* [Problem to work on] Give the lines again exactly as they appear, beginning at the one with "to detect dirt" and ending at the last line of the records.

---- Material to process

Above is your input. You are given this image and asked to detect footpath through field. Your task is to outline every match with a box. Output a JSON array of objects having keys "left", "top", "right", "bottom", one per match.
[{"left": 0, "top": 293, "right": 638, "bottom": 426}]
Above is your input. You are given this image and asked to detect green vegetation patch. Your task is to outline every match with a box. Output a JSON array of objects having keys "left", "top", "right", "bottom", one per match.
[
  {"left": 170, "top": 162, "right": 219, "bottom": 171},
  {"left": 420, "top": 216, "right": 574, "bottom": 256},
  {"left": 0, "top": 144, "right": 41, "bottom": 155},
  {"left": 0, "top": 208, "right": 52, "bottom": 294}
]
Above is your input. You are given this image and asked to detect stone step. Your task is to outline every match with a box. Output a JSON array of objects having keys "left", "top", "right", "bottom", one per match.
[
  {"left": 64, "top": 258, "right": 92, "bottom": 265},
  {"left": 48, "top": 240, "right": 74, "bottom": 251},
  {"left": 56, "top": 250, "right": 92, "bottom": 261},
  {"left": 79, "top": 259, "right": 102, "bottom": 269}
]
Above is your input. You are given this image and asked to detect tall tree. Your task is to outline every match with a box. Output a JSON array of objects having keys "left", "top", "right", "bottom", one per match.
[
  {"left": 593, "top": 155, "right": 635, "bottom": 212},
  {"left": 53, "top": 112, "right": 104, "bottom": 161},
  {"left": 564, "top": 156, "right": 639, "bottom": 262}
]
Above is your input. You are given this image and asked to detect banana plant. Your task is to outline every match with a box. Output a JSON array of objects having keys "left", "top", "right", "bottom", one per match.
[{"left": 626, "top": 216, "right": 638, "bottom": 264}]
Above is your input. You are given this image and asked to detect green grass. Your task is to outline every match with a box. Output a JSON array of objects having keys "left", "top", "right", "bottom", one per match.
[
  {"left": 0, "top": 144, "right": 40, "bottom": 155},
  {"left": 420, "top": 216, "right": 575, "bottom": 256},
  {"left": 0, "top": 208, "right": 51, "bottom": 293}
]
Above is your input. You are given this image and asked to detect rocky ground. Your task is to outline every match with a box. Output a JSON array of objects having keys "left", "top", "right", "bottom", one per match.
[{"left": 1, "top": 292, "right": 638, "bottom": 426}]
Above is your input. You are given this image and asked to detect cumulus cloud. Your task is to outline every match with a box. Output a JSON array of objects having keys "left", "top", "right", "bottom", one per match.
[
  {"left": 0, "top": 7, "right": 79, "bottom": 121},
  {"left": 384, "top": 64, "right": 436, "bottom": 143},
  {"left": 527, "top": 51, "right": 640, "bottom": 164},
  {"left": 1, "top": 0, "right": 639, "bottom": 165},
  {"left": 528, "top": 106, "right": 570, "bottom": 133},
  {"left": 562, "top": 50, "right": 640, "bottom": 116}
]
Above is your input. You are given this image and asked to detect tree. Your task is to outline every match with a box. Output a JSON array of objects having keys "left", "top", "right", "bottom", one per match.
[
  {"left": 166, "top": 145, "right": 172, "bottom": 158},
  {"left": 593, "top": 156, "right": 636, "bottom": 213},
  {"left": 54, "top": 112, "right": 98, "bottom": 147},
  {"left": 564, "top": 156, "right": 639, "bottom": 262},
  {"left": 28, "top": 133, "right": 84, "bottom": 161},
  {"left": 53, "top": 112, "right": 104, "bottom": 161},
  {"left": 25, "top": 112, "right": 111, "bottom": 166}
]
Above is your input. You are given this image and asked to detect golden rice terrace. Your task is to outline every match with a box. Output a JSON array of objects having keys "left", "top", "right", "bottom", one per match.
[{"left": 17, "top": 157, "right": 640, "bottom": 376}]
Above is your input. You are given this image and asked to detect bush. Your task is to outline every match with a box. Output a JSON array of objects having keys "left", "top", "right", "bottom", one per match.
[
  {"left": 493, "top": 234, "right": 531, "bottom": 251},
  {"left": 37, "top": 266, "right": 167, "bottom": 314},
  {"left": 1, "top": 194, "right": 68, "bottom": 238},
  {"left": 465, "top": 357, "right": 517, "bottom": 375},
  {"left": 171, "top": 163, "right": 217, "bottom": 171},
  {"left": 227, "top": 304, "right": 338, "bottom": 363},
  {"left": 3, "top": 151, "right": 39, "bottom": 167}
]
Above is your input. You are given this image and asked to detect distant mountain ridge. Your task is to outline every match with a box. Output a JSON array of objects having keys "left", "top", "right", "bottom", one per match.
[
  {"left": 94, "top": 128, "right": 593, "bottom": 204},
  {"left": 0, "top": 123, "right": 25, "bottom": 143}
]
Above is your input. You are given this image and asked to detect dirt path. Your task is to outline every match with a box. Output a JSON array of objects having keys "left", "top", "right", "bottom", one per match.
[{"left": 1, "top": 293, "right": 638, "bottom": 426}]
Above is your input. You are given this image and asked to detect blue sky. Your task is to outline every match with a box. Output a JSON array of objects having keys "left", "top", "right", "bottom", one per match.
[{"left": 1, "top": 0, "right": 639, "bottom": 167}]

--------

* [Completed task]
Above is your input. You are given this image and asked to detect dirt path. Your task is to outline every match with a box. Output a JSON array of objects having keys "left", "top", "right", "bottom", one per match.
[{"left": 1, "top": 293, "right": 638, "bottom": 426}]
Above is your input. You are given this image and asked to detect blue sky. Your task is to outline every match with a box. Output a JSON array of objects having keys "left", "top", "right", "bottom", one per match.
[{"left": 1, "top": 0, "right": 639, "bottom": 167}]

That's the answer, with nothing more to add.